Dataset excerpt
________________________

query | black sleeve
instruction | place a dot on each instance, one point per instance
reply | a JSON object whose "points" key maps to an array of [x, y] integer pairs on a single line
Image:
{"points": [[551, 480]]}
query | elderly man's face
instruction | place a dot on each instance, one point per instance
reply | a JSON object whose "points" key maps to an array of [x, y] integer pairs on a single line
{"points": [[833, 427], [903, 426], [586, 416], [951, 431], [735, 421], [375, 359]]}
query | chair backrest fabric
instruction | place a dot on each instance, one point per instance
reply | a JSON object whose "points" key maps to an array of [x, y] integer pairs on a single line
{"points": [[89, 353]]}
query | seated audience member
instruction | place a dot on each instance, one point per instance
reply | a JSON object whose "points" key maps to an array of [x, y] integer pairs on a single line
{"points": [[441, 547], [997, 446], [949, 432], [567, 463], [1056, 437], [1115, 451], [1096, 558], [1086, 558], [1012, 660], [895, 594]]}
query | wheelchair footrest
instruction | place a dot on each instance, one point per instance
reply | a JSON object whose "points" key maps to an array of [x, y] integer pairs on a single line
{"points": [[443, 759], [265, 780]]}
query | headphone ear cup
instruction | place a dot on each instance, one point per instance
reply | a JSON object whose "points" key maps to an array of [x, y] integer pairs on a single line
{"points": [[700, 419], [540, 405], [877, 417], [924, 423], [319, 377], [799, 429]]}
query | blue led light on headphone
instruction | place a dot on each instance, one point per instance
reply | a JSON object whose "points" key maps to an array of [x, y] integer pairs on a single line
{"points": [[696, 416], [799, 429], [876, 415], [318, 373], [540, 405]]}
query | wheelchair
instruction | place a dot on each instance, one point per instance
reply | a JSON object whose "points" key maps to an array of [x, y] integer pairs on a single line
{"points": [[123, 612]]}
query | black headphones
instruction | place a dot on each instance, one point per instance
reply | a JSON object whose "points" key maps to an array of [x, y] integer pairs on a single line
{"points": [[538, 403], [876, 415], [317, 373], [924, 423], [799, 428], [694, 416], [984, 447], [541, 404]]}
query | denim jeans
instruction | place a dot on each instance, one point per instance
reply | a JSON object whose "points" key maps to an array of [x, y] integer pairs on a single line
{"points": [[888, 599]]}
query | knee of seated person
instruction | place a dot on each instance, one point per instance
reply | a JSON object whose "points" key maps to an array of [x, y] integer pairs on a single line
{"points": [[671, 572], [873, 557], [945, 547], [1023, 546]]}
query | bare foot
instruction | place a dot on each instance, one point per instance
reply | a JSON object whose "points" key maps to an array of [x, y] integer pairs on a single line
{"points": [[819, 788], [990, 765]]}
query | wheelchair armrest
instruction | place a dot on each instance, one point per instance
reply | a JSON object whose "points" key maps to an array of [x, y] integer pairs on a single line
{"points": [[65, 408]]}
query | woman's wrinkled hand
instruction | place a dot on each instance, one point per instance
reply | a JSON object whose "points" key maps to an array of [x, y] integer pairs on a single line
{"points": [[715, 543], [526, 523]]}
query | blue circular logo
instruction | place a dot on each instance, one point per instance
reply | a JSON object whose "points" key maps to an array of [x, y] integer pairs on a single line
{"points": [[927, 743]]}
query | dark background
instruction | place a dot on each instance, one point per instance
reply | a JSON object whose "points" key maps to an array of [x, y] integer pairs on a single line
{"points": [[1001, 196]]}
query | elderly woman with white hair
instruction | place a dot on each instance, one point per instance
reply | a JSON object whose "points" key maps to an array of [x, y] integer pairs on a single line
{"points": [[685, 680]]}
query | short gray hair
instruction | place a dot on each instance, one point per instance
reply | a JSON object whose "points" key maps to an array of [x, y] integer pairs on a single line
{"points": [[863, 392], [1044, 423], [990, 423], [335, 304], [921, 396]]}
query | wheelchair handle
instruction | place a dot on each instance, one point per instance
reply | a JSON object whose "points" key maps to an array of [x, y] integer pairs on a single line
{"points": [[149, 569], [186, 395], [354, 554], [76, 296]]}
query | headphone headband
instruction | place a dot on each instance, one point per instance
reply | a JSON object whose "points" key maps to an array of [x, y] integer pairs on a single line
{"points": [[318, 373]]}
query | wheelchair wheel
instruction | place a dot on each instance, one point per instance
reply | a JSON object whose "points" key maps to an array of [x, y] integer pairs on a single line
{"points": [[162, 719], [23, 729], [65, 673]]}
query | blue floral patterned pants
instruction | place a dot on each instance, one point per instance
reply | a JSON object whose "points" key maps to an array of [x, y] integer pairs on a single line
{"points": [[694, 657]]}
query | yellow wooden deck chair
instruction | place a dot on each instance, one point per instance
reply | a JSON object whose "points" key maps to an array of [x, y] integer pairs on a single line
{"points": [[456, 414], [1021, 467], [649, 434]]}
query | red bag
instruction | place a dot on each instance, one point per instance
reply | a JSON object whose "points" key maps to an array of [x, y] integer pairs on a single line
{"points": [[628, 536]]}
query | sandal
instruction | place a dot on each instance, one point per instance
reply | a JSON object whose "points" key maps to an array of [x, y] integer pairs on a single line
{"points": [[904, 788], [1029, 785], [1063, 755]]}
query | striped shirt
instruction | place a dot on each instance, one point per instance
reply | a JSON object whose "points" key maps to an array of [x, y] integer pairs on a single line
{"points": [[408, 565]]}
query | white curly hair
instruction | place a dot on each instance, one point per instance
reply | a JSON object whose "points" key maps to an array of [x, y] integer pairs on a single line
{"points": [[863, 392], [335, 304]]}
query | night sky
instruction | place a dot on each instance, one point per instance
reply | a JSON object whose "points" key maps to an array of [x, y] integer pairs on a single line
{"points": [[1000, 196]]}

________________________

Could you write out these rows again, swapping every "place a dot" for "put a marker" and leaving everything else as it is?

● **Reply**
query | black sleeve
instruction | put a marker on each instance, one point per instance
reply | a JSON object whose "points" key maps to an array of [x, y] integer pairs on a single line
Image:
{"points": [[551, 480]]}
query | elderly man's face
instruction | put a marker on each instance, one point per instance
reply | a JSON object whose "points" key maps to an array of [x, y] integer pairs on a single line
{"points": [[833, 427], [903, 426], [586, 416], [951, 431], [735, 421], [375, 359]]}
query | chair backrest fabric
instruction | put a marker on each instance, one point per instance
reply | a JSON object whose "points" key maps to an array of [x, y] integer pairs on a single line
{"points": [[89, 353]]}
query | seated audience member
instruction | put a marker on each instance, one point per instance
reply | a JSON object whose "points" key maps to an array of [x, y] integer pairs on a single line
{"points": [[441, 547], [997, 446], [949, 432], [567, 463], [1056, 437], [1115, 451], [1096, 558], [1086, 558], [1012, 660], [895, 594]]}
query | wheelchair footrest
instruction | put a marker on each instance, one point per instance
reply | a JSON object whose "points" key maps to an array of [x, y] integer pairs on a single line
{"points": [[443, 759], [265, 780]]}
query | headphone ear cup
instruction | put a marker on each instance, one point per instance
reply | a JSON object whose "points" key maps to an array of [x, y] integer pairs on a single line
{"points": [[700, 419], [540, 405], [877, 417], [924, 423], [319, 377], [799, 429]]}
query | blue led light on headphone
instruction | put a marker on each instance, one point per instance
reply | a JSON object whose "points" key maps to an array of [x, y] integer pairs on a single line
{"points": [[696, 416], [799, 429], [876, 415], [318, 373], [540, 405]]}
query | wheelchair
instruction | put a marker on each instance, one point per instance
reply | a JSON object whose "points" key maps to an array of [x, y] integer pairs on a single line
{"points": [[123, 612]]}
query | black headphones
instruction | put a marker on each instance, one point per instance
reply | a JSON object whose "points" key maps to an array of [x, y] integer pairs on a single line
{"points": [[538, 403], [876, 415], [317, 373], [924, 423], [799, 428], [694, 416], [984, 447], [541, 404]]}
query | denim jeans
instruction | put a marker on each instance, one point per instance
reply | a JSON object whose "points" key maps to an array of [x, y] integer pairs on a single line
{"points": [[888, 599]]}
query | knee of seated person
instruction | put a marker on each instance, one point per instance
reply | a JSON object whose "points" key maps to an array of [x, y] integer pairs on a single line
{"points": [[671, 572], [873, 557], [945, 547], [1023, 546]]}
query | bare foot
instruction | put a marker on each instance, one point per instance
reply | a JSON object whose "points" key maps to an array of [x, y] integer pairs on a single line
{"points": [[819, 788], [990, 765]]}
query | wheelchair armrest
instruction | put a marker on each instance, one point per instance
reply | a JSON object whose "points" key maps to an array of [x, y] integer pairs on a single line
{"points": [[65, 408]]}
query | woman's wrinkled hand
instruction | put a marker on each instance, one point per instance
reply | a JSON object whose "points" key maps to an array of [x, y] integer pairs on a single line
{"points": [[715, 543], [526, 523]]}
query | blue circular logo
instruction | put a marker on each instance, one point per instance
reply | a JSON object whose "points" key maps to an array of [x, y] integer pairs on a single line
{"points": [[927, 743]]}
query | dark background
instruction | put a marker on each instance, one point per instance
reply | a JSON object whose "points" key maps to an array of [x, y] integer pairs on a single line
{"points": [[1001, 196]]}
query | elderly woman with white hair
instruction | put a marker on each instance, one point per instance
reply | a JSON object whose "points" key maps to an array of [x, y] integer pairs on a single line
{"points": [[685, 680]]}
query | short gray hair
instruction | put a marker on each instance, one point per instance
reply | a JSON object whose "points" key maps to an array of [x, y] integer pairs on a single line
{"points": [[863, 392], [1044, 423], [990, 423], [335, 304], [921, 396]]}
query | wheelchair handle
instruction | put a marker on each instance, one point per instance
reply | a JSON object whose "points" key maps to an array of [x, y] integer pairs on a single line
{"points": [[149, 569], [186, 395], [354, 554], [76, 296]]}
query | headphone headband
instruction | put a marker on each instance, one point per instance
reply | a JSON object whose "points" key maps to an array of [x, y] integer pairs on a single line
{"points": [[318, 373]]}
query | wheelchair wheel
instruction | put a marker on each instance, one point per instance
reply | a JSON object whose "points" key maps to an array of [x, y] integer pairs on a single line
{"points": [[162, 719], [23, 729], [65, 673]]}
query | blue floral patterned pants
instruction | put a marker on each instance, one point per instance
reply | a JSON object whose "points" key maps to an array of [x, y] integer pairs on a single line
{"points": [[694, 657]]}
query | yellow wooden deck chair
instruction | put a marker on each instance, one point per instance
reply | a JSON object whose "points" key maps to an array of [x, y] integer pairs on a single line
{"points": [[456, 414], [1021, 467], [649, 434]]}
query | red bag
instruction | put a marker on each instance, one point per instance
reply | a JSON object whose "points" key maps to an array of [x, y] integer pairs on a single line
{"points": [[628, 536]]}
query | sandal
instruction | put a marker on each instance, one point per instance
reply | a JSON object whose "points" key maps to an array of [x, y] integer pairs on a single line
{"points": [[904, 788], [1029, 785], [1063, 755]]}
query | striped shirt
instruction | put a marker on each instance, one point per instance
reply | a JSON object whose "points" key maps to an array of [x, y] integer pairs on a single line
{"points": [[408, 565]]}
query | white curly hair
instruction | put a marker on each instance, one point per instance
reply | a JSON object whose "points" key maps to an array of [x, y] integer pairs on a single line
{"points": [[863, 392], [335, 304]]}
query | night sky
instruction | put a marker on each instance, one point per instance
reply | a JSON object whose "points" key maps to an array of [x, y] integer pairs on a single line
{"points": [[1000, 196]]}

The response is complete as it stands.